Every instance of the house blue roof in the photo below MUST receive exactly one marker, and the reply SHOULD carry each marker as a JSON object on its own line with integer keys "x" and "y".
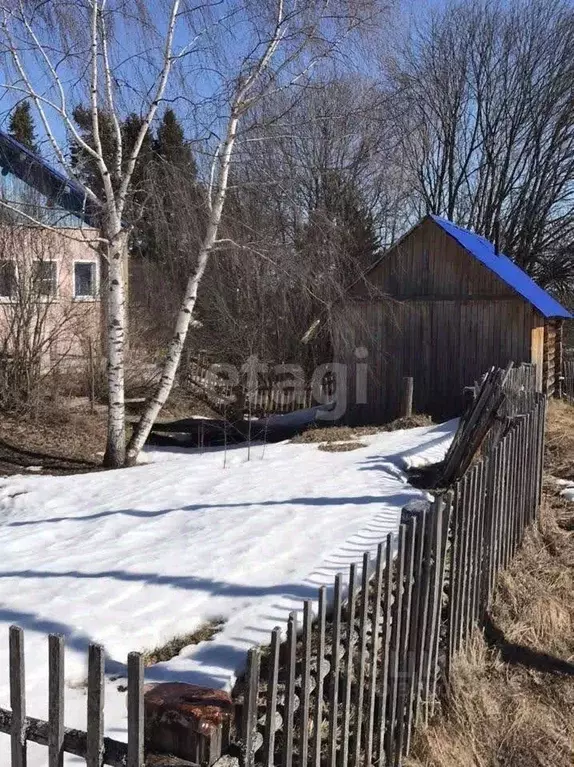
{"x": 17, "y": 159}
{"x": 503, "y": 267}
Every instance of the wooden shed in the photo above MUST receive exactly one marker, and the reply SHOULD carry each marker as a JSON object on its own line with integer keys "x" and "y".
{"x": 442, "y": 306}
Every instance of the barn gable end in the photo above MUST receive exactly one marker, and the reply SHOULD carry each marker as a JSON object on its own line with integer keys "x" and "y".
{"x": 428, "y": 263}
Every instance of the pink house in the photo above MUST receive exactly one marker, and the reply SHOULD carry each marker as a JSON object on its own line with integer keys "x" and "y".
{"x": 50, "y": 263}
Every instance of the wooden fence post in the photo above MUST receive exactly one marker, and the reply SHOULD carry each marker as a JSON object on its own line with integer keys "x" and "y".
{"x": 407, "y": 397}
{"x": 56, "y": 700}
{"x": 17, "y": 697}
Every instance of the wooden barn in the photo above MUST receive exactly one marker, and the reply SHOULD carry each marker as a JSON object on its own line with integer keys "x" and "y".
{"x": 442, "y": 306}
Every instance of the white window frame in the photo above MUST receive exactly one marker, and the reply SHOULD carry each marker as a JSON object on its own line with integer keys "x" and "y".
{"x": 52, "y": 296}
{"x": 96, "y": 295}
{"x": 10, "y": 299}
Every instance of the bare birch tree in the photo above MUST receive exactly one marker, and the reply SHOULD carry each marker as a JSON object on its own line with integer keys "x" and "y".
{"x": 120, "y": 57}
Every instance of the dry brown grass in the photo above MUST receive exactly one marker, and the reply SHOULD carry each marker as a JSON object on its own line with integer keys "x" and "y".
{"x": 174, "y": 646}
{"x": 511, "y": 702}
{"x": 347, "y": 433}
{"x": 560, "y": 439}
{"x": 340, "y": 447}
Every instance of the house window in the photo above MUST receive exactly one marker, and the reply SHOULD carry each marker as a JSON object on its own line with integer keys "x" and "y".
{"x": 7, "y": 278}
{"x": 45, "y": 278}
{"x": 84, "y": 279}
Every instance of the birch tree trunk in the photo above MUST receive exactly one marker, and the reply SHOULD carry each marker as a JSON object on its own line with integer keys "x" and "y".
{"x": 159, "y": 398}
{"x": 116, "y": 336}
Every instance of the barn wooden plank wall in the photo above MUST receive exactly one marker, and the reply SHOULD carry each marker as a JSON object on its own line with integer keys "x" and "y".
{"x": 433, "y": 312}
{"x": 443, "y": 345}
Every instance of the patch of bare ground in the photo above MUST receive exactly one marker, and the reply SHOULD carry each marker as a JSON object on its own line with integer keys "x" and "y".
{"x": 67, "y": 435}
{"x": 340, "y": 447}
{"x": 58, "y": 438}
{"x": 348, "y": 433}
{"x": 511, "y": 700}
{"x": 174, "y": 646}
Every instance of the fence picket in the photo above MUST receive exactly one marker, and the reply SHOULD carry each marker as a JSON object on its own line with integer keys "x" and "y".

──────

### What is being asked
Please print the listing word for word, starting with the line that contains "Every instance of the barn wooden" and going on through the end of the listing, with both of those lines included.

### Solution to the problem
Every instance of the barn wooden plank wall in the photo above MUST receive exactly one marker, and the reply SHOULD carry each marker as a JSON object on its own line with integer keys "x" and "y".
{"x": 433, "y": 312}
{"x": 443, "y": 345}
Every instance of the patch of bare ground in the photo above MUST receive exactly one marker, and the reply SHOULD carry each marker as a JSON object on its own line with integer keys "x" and "y".
{"x": 67, "y": 435}
{"x": 340, "y": 447}
{"x": 58, "y": 438}
{"x": 348, "y": 433}
{"x": 511, "y": 700}
{"x": 174, "y": 646}
Every instance of the fence picket in the photo above MUST receive exactly one marker, and the reply SHOULD carry each marker as a JSON object on its own line with integer keys "x" and "y".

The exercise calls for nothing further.